Problem: Where does the word "median" show up in the records? Copy every line that has it.

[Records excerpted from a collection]

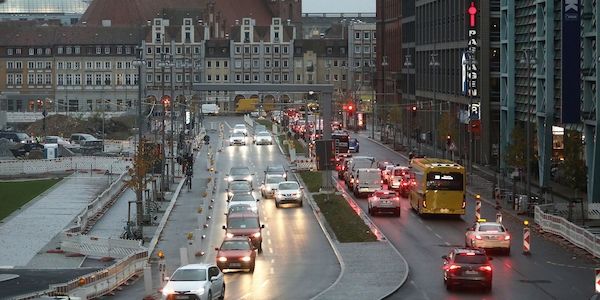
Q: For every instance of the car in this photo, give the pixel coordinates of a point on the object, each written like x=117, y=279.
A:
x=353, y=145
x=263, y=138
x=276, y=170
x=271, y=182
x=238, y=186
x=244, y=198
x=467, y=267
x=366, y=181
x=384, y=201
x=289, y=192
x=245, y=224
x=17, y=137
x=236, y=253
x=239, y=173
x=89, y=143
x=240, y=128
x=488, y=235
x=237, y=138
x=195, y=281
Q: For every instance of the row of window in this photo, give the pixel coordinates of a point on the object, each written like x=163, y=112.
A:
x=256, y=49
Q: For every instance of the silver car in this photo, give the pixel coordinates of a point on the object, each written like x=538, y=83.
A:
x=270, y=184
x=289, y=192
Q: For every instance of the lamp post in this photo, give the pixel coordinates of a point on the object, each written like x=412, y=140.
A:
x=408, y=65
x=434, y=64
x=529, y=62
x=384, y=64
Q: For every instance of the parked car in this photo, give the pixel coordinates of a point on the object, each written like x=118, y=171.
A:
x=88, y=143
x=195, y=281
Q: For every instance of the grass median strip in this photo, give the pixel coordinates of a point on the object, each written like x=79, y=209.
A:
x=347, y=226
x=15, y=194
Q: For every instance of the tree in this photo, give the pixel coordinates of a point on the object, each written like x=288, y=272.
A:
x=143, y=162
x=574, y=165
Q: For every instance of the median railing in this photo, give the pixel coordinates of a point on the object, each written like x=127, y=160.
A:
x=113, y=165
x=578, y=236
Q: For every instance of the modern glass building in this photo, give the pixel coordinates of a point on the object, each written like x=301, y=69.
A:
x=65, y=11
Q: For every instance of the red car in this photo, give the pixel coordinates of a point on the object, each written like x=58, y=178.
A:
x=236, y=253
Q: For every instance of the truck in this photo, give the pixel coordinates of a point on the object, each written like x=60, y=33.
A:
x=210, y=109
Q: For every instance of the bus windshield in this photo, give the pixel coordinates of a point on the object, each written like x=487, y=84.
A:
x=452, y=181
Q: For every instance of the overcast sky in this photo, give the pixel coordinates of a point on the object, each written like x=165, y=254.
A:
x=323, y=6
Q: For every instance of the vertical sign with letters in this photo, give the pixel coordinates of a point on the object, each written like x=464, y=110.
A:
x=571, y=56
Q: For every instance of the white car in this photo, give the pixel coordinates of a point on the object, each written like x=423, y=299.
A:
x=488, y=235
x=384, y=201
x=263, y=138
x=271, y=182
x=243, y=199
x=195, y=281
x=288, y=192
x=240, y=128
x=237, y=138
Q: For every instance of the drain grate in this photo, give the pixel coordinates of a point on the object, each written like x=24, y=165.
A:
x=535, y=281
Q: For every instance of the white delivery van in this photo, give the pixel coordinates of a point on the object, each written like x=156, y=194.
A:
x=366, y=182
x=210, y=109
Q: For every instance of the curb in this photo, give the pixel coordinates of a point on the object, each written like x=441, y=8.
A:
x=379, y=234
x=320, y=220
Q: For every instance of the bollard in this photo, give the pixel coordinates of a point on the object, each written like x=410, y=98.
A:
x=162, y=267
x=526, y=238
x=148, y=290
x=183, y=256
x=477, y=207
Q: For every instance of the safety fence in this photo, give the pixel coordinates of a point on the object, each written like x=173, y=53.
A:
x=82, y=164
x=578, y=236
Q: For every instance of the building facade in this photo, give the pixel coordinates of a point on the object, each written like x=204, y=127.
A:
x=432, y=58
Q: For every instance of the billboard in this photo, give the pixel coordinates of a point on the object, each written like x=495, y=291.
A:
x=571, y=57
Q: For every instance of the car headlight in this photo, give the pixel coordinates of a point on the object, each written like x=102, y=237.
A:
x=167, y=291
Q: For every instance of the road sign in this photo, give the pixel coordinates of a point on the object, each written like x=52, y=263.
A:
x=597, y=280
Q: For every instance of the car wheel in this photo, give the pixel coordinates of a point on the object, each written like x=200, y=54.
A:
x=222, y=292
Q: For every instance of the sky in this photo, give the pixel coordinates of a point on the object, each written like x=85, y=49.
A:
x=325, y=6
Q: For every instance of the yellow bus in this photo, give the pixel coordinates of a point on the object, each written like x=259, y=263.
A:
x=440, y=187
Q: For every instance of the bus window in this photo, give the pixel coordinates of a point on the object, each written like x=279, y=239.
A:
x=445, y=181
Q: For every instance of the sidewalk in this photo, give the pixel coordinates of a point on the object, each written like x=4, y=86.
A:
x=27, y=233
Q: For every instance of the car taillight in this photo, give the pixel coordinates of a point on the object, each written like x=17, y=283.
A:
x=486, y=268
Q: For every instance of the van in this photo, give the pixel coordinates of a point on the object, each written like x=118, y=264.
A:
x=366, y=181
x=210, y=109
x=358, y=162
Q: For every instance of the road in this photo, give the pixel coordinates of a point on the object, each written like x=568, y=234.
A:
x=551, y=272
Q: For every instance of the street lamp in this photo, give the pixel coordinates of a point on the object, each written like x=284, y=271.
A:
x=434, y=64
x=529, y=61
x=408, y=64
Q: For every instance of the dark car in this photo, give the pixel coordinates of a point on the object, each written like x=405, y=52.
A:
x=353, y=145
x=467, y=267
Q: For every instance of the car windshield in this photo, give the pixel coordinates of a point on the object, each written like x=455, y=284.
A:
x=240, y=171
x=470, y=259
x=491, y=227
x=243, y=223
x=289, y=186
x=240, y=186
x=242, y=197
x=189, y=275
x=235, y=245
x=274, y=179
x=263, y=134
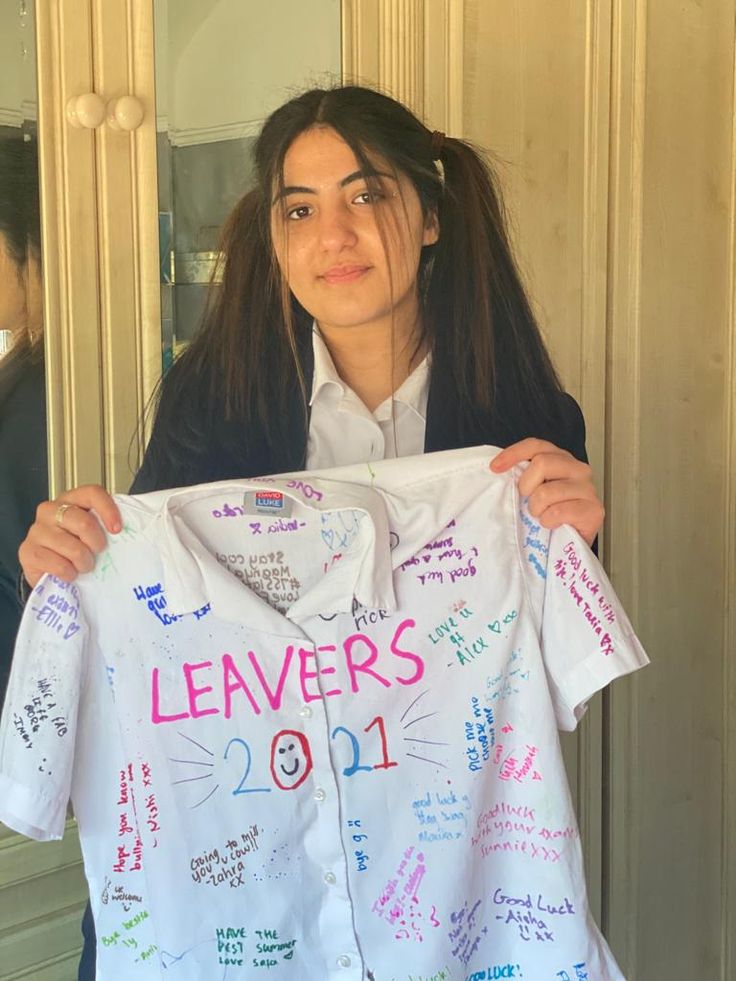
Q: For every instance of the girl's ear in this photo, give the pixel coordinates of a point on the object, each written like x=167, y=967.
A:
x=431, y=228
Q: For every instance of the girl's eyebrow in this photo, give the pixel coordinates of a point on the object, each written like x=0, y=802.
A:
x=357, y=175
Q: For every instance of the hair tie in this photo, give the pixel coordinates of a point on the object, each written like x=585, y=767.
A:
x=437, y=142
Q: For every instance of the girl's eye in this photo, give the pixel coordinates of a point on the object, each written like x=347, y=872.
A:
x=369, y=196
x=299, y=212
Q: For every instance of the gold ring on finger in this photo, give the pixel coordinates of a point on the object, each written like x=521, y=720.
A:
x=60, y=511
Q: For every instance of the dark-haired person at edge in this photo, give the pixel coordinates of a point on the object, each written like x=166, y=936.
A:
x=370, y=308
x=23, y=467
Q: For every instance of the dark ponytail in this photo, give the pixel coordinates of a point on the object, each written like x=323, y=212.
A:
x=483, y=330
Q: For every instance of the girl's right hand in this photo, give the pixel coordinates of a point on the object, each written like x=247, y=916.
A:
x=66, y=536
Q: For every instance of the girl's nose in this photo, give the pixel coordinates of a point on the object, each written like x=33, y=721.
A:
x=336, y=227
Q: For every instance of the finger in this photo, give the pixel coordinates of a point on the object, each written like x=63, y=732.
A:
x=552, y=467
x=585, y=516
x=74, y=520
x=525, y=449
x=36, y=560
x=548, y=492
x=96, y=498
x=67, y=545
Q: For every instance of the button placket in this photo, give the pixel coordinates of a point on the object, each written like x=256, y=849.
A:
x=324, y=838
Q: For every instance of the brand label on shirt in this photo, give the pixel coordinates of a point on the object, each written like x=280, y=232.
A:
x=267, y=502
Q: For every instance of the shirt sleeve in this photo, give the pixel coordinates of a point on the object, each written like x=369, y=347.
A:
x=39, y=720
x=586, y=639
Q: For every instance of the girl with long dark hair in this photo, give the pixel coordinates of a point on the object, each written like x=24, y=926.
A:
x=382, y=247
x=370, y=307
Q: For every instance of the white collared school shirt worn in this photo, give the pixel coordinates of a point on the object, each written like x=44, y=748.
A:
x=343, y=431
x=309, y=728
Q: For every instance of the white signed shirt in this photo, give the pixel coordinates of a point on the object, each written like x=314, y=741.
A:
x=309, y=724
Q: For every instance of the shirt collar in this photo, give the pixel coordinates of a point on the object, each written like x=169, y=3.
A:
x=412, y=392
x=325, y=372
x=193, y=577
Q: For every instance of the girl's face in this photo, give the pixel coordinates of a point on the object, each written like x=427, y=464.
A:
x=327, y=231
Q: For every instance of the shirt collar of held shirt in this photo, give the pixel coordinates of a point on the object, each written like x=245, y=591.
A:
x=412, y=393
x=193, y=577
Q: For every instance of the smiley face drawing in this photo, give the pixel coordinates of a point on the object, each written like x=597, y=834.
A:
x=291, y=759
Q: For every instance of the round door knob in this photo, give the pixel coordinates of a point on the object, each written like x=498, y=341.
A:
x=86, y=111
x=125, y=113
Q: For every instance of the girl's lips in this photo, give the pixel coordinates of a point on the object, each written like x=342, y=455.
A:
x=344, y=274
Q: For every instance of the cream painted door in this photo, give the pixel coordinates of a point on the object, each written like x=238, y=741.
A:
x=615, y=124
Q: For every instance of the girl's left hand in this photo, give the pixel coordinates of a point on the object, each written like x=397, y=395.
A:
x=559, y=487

...

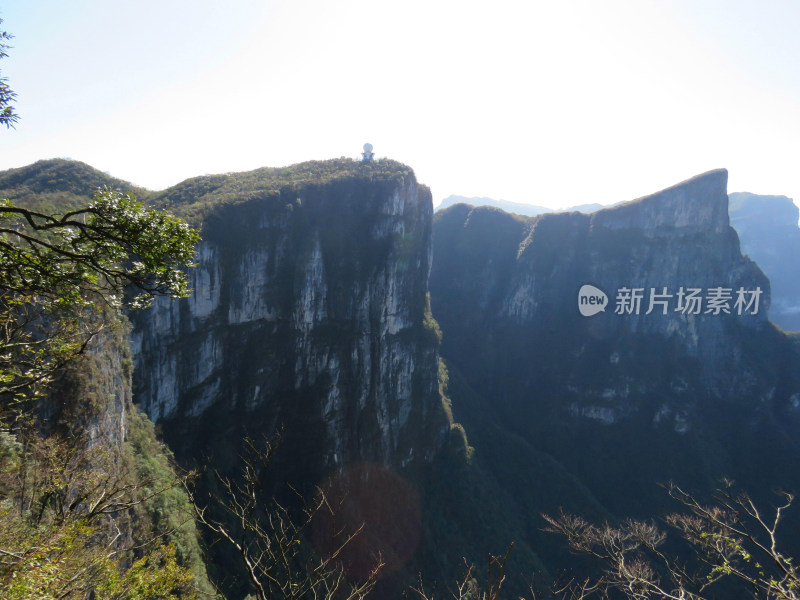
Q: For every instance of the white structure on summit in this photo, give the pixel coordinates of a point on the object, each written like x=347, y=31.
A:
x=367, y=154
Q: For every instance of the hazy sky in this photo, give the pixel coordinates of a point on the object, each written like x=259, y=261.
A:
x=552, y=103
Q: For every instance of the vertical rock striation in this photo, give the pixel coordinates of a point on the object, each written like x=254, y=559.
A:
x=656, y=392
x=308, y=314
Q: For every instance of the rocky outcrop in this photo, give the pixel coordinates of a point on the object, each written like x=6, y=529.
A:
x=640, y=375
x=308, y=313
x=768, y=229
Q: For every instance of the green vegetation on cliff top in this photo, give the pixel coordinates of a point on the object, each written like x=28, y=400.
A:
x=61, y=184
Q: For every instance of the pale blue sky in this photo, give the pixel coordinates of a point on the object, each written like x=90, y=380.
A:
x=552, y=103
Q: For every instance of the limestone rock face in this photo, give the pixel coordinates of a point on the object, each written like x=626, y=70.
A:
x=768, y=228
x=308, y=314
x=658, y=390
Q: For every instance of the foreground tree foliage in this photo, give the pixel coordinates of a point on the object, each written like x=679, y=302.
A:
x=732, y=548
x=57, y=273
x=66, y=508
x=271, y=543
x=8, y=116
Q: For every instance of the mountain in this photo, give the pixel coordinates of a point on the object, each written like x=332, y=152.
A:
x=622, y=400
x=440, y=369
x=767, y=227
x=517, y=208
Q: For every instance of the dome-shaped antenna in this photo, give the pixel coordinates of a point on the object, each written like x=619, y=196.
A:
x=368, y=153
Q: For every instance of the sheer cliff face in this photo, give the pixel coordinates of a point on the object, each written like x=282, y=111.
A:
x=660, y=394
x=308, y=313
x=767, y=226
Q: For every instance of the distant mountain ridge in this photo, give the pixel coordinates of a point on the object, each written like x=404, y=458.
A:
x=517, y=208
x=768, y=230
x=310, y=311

Exercise solution:
Q: For every instance of the grass median strip in this photo, give the pixel coordinates of a point on the object, each written like x=79, y=209.
Q: For every instance of the median railing in this photo, give the pixel coordinates of a point on the object, each written like x=127, y=160.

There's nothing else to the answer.